▶ _GOAL_
Write out the stretch of the ERTC article from "What Happens If" through "By the IRS?", switching "Form 941-X" to "the amended quarterly form".

▶ _EXTRACT TO READ_
==*==

The ERTC is a fully refundable tax credit for W2 employees that remained employed during the period from March 12, 2020, to September 30, 2021. The amount of the credit and the requirements that businesses must meet to qualify for the credit are addressed in our prior blog post on 7 Things Your Business Needs to Know About the Employee Retention Tax Credit.
How Does the ERTC Affect Taxable Income?
The ERTC is not considered taxable income under Internal Revenue Code (IRC) Section 280C. Instead, it creates a reduction in wages in the amount of the credit. This reduction occurs in the year the wages were paid. For example, a credit claimed for any quarter of 2021 must be reflected on the 2021 tax return.
What Happens If the ERTC Wage Reduction Is Not Taken on the Business’s Income Tax Return?
If an income tax return was filed without reflecting the ERTC wage reduction, IRS Notice 2021-49 states that an amended business income tax return or administrative adjustment request (AAR) for partnerships must be filed showing the reduction in wages.
This is the situation many businesses are in today. They must seek a refund because they didn’t claim the credit in their original tax return. Businesses must file Form 941-X (Adjusted Employer’s Quarterly Federal Tax Return or Claim for Refund Form) to amend their return for each quarter that they failed to claim the credit. The ERTC cannot be taken on a later income tax return.
How Should Businesses Report Interest Paid By the IRS?

==*==

[Photo object pointing lines]
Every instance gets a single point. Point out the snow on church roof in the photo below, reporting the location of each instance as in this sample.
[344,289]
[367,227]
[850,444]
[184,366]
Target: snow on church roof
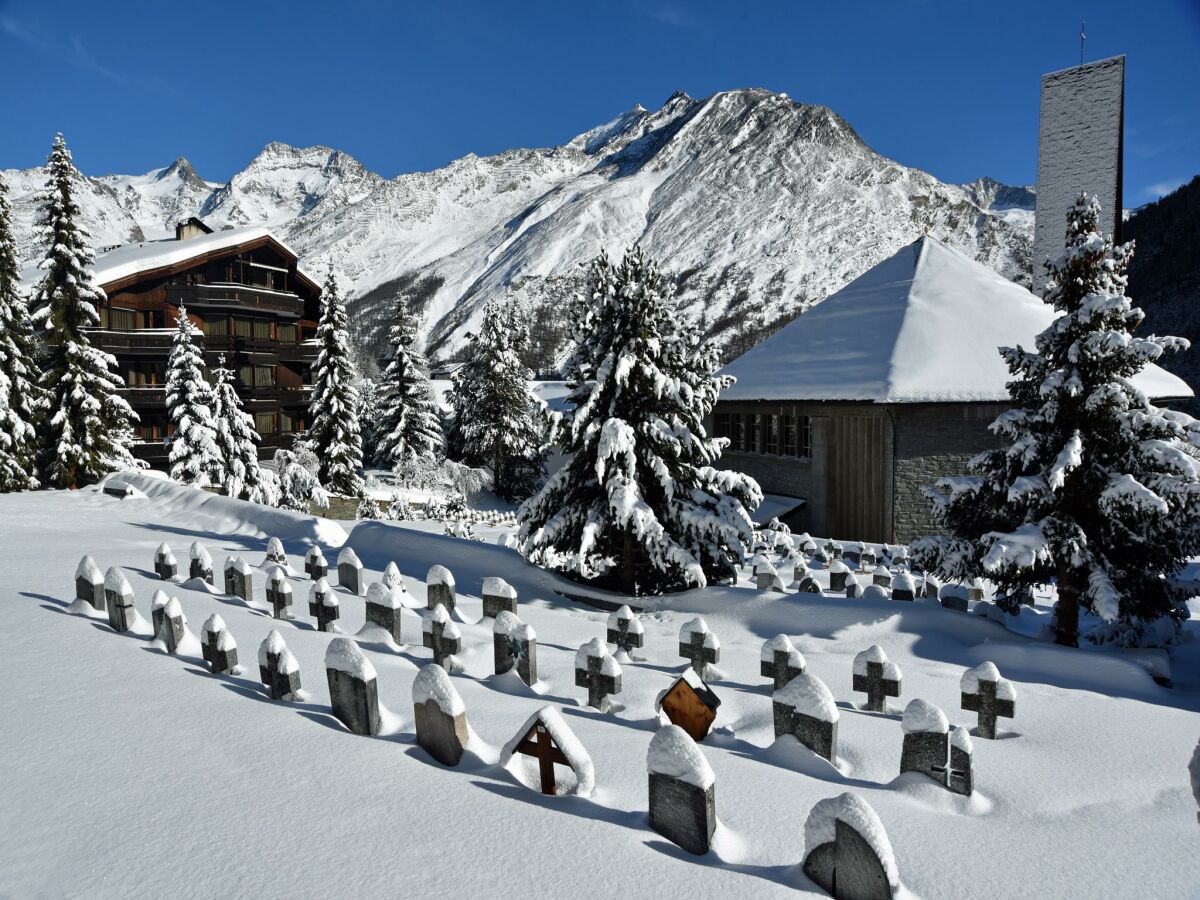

==*==

▶ _WRITTEN ANSWER_
What Happens If the ERTC Wage Reduction Is Not Taken on the Business’s Income Tax Return?
If an income tax return was filed without reflecting the ERTC wage reduction, IRS Notice 2021-49 states that an amended business income tax return or administrative adjustment request (AAR) for partnerships must be filed showing the reduction in wages.
This is the situation many businesses are in today. They must seek a refund because they didn’t claim the credit in their original tax return. Businesses must file the amended quarterly form (Adjusted Employer’s Quarterly Federal Tax Return or Claim for Refund Form) to amend their return for each quarter that they failed to claim the credit. The ERTC cannot be taken on a later income tax return.
How Should Businesses Report Interest Paid By the IRS?